* The exercise *
Copy out the data below, swapping every "marker" for "pin" and keeping everything else the same.

[BEGIN]

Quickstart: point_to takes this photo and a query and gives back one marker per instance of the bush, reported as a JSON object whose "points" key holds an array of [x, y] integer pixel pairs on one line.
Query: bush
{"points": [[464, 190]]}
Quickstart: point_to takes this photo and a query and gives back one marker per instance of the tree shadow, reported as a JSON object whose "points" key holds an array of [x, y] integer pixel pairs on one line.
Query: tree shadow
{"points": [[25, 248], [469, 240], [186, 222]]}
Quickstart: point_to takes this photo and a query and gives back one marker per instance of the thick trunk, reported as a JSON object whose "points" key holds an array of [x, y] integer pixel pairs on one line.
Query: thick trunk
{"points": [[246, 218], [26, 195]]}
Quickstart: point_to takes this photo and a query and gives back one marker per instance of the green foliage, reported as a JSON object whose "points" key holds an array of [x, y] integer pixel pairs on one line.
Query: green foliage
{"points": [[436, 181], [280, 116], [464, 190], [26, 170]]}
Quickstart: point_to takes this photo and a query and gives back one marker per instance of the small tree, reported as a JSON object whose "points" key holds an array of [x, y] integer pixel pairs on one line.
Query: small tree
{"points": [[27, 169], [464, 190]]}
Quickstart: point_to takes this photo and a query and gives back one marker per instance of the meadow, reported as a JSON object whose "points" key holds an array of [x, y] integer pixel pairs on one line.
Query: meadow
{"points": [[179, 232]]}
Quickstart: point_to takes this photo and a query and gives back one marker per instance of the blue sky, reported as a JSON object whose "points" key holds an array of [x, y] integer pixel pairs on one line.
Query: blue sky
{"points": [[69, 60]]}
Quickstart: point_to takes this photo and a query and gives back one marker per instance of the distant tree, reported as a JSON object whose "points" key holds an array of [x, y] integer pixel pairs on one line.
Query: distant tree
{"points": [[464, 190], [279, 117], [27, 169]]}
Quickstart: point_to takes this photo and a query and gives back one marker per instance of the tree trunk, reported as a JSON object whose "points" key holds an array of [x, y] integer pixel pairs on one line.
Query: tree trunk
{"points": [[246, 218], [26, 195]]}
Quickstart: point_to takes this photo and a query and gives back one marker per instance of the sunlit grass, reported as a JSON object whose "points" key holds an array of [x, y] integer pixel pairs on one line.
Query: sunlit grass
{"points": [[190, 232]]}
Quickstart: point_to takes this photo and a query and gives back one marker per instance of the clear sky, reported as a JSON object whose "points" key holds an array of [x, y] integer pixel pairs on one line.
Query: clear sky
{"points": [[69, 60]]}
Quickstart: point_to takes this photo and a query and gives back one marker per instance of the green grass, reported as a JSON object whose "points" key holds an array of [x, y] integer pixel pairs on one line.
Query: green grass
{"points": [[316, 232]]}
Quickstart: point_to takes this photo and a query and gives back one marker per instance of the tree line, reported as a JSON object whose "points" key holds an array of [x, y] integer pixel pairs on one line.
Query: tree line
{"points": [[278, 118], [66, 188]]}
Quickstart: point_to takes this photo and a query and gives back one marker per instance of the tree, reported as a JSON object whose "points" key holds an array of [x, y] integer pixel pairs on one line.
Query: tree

[END]

* Answer to the problem *
Quickstart: point_to takes this photo and a query and gives back one pin per instance of the bush, reported as a JSON object whose "points" key holds an array of [x, y] integer pixel pairs on one line.
Query: bush
{"points": [[464, 190]]}
Quickstart: point_to takes this photo and a query and gives back one pin per instance of the tree shadow, reported as a JSON object whose "points" key holds an array of [x, y] integer pixel pairs on one line.
Query: tree shadow
{"points": [[25, 248], [469, 240], [186, 222]]}
Quickstart: point_to takes this photo and a query and gives back one pin per instance of the thick trunk, reported as a JSON object whose "points" key holds an array of [x, y] integer pixel pairs on one line.
Query: thick trunk
{"points": [[246, 218], [26, 195]]}
Quickstart: point_to takes this photo and a query and gives back one pin per instance of the green foliage, reported as a JSON object whose "points" key holds an array of [x, y] integer pixel pairs on one line.
Query: green foliage
{"points": [[436, 181], [280, 116], [464, 190], [26, 170]]}
Quickstart: point_to takes this photo and a query and gives back one pin per instance of the small tree, reported as a JSON object whose "points" key holds an array of [x, y] integer pixel pairs on one line.
Query: small tree
{"points": [[27, 169], [464, 190]]}
Quickstart: point_to takes this photo and a query and gives back one pin per instance of the meadow, reported as a JSON object whose "points" key holds an array of [x, y] integer pixel pairs on one line.
Query: meadow
{"points": [[179, 232]]}
Quickstart: point_to takes this photo and a query and gives back one pin per instance of the blue sky, reported as a JSON object whose "points" key holds an array of [x, y] integer pixel pairs on one line.
Query: blue sky
{"points": [[69, 60]]}
Quickstart: point_to takes this photo and a query and gives back one pin per instance of the distant tree, reported as a JSON object whose "points" key holds an array of [x, y] integer pixel pairs on one line.
Query: distant tree
{"points": [[464, 190], [279, 117], [27, 169]]}
Quickstart: point_to takes this photo and a query and gives back one pin per instance of the tree trunk, reported as a JSON object whose "points" key holds an array of [x, y] integer pixel pairs on one line.
Query: tree trunk
{"points": [[246, 218], [26, 195]]}
Quickstart: point_to takes this photo and a query and gives back one pin per instance of the sunlit grass, reported as a JSON object whose "points" key holds an array of [x, y] integer pixel pairs on one line.
Query: sunlit grass
{"points": [[190, 232]]}
Quickstart: point_to takes this photo and a query and gives back one pin per instance of the clear sky, reported as a JSON object whose "points" key holds an array of [x, y] integer pixel pairs on one line.
Query: clear sky
{"points": [[69, 60]]}
Quickstart: point_to takes this photo and a query and gives back one pin per instance of the green grass, reported as a JSON object whose "points" key holds an array of [x, y] integer pixel pairs on one line.
Query: green grass
{"points": [[316, 232]]}
Quickstart: point_to takes this photo and a query and gives back one pin per instance of the tree line, reported as a JSON object whose "points" key holds an array of [x, y] integer pixel pairs on one line.
Query: tree line
{"points": [[278, 118], [66, 188]]}
Quickstart: point_to takes this photo and a query and gives back one pin per instance of the tree, reported as a JSON object whose "points" key holds an array of [x, y] integer pixel pairs on one line.
Query: tree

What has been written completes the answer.